Please give the listing again in its entirety, exactly as written.

---- Provided data

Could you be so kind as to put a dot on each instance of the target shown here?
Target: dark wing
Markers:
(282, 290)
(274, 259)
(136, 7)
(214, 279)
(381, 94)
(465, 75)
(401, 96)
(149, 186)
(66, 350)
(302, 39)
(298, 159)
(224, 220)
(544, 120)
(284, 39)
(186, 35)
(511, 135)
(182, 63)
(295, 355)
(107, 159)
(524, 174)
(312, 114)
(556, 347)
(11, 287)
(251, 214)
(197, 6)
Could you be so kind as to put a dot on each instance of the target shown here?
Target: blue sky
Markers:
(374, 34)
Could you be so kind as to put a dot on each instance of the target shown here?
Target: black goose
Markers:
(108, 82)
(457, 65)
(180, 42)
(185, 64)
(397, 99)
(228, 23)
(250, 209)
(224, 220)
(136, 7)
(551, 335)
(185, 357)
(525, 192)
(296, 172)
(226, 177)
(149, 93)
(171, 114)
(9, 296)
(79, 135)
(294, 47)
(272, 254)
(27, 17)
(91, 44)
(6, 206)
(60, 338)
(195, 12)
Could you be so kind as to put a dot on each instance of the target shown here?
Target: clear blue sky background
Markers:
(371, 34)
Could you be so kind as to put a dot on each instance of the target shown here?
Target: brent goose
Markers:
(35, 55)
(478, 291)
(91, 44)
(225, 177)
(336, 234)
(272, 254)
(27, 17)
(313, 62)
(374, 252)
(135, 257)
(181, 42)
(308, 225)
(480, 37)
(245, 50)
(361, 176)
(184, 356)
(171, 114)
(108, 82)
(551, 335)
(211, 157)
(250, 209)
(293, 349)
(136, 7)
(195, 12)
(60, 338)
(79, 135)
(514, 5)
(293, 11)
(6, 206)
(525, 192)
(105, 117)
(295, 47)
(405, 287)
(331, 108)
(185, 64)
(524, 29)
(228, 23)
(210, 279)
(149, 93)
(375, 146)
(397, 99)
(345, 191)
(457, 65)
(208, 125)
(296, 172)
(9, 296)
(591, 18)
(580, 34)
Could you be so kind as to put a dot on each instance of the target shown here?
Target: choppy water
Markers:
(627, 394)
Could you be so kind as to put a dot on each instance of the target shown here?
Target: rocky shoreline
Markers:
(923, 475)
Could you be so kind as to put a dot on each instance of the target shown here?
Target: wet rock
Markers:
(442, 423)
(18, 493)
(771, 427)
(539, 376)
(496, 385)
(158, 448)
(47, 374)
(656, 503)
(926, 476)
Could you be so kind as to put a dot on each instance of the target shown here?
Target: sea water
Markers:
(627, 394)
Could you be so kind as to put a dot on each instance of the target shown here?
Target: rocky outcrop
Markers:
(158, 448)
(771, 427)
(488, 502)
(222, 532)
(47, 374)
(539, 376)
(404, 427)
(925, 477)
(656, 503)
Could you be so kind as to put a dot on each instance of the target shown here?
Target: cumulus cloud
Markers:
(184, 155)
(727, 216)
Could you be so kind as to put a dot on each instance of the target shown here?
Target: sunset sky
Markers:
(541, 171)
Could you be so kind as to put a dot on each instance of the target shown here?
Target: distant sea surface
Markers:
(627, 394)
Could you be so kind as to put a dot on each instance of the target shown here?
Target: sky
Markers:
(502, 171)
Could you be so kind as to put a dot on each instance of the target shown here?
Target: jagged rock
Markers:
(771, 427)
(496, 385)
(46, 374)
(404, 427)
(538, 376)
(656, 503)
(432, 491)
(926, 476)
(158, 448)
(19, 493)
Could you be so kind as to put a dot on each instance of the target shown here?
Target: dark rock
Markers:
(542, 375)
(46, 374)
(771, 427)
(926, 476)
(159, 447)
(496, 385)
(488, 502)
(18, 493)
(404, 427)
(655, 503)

--------

→ The answer
Could you be so kind as to put a dot on each instance of the target shown here?
Target: dark wing
Markers:
(282, 290)
(274, 259)
(136, 7)
(214, 279)
(381, 94)
(465, 75)
(401, 96)
(149, 186)
(66, 350)
(302, 39)
(298, 159)
(224, 220)
(544, 120)
(284, 39)
(186, 35)
(511, 135)
(182, 63)
(295, 355)
(107, 159)
(524, 174)
(312, 114)
(556, 347)
(11, 287)
(251, 214)
(197, 6)
Could you be so kind as to put a dot on each instance of the target shown here?
Target: blue sky
Markers:
(374, 34)
Could you be so kind as to put a dot on each instance of the target shown here?
Target: black goose
Markers:
(108, 82)
(457, 65)
(180, 42)
(185, 64)
(397, 99)
(228, 23)
(250, 209)
(224, 220)
(136, 7)
(551, 335)
(185, 357)
(525, 192)
(296, 172)
(226, 177)
(149, 93)
(171, 114)
(9, 296)
(79, 135)
(294, 47)
(272, 254)
(27, 17)
(91, 44)
(6, 206)
(60, 338)
(195, 12)
Could you be so kind as to put a dot on each instance of the target shown here?
Target: clear blue sky background
Markers:
(371, 34)
Could you be so kind as to put a dot on each instance of the target shown here?
Target: brent goose
Markers:
(35, 55)
(478, 291)
(91, 44)
(225, 177)
(336, 234)
(272, 254)
(27, 17)
(313, 62)
(374, 252)
(135, 257)
(181, 42)
(308, 225)
(480, 37)
(245, 50)
(361, 176)
(184, 356)
(171, 114)
(108, 82)
(551, 335)
(211, 157)
(250, 209)
(293, 349)
(136, 7)
(195, 12)
(60, 338)
(79, 135)
(514, 5)
(293, 11)
(6, 206)
(525, 192)
(105, 117)
(295, 47)
(405, 287)
(331, 108)
(185, 64)
(524, 29)
(228, 23)
(210, 279)
(149, 93)
(375, 146)
(397, 99)
(345, 191)
(457, 65)
(208, 125)
(296, 172)
(9, 296)
(591, 18)
(580, 34)
Could you be so kind as to put a dot on each instance of the target shown here?
Target: choppy water
Markers:
(627, 394)
Could you be so kind as to put a dot on each instance of the target shown here?
Target: rocky shoreline
Markers:
(923, 475)
Could you be so kind as to put a dot on each instance of the target shown here?
Target: wet rock
Markers:
(442, 423)
(18, 493)
(771, 427)
(539, 376)
(496, 385)
(158, 448)
(47, 374)
(656, 503)
(926, 476)
Could you be so kind as to put a dot on each instance of the target shown here?
Target: sea water
Markers:
(627, 394)
Could you be so kind as to put a dot on each instance of the target shown here?
Target: rocky outcrop
Markers:
(158, 448)
(771, 427)
(488, 502)
(222, 532)
(47, 374)
(539, 376)
(404, 427)
(925, 477)
(656, 503)
Could you be so kind as to put a dot on each instance of the target shown here?
Target: cumulus cloud
Markers:
(184, 155)
(727, 216)
Could you be so kind as to put a dot on each instance of the target shown here?
Target: sunset sky
Markers:
(541, 171)
Could you be so kind as to put a dot on each instance of the target shown here?
Target: distant sea surface
Markers:
(627, 394)
Could you be so kind as to put a dot on each instance of the target shown here?
Target: sky
Markers:
(502, 171)
Could you be so kind as to put a dot on each instance of the target shown here?
Target: jagged rock
Markers:
(771, 427)
(496, 385)
(46, 374)
(404, 427)
(538, 376)
(656, 503)
(432, 491)
(926, 476)
(158, 448)
(19, 493)
Could you be so kind as to put a dot on each instance of the target shown here?
Target: dark rock
Markers:
(542, 375)
(46, 374)
(771, 427)
(926, 476)
(159, 447)
(496, 385)
(488, 502)
(18, 493)
(404, 427)
(655, 503)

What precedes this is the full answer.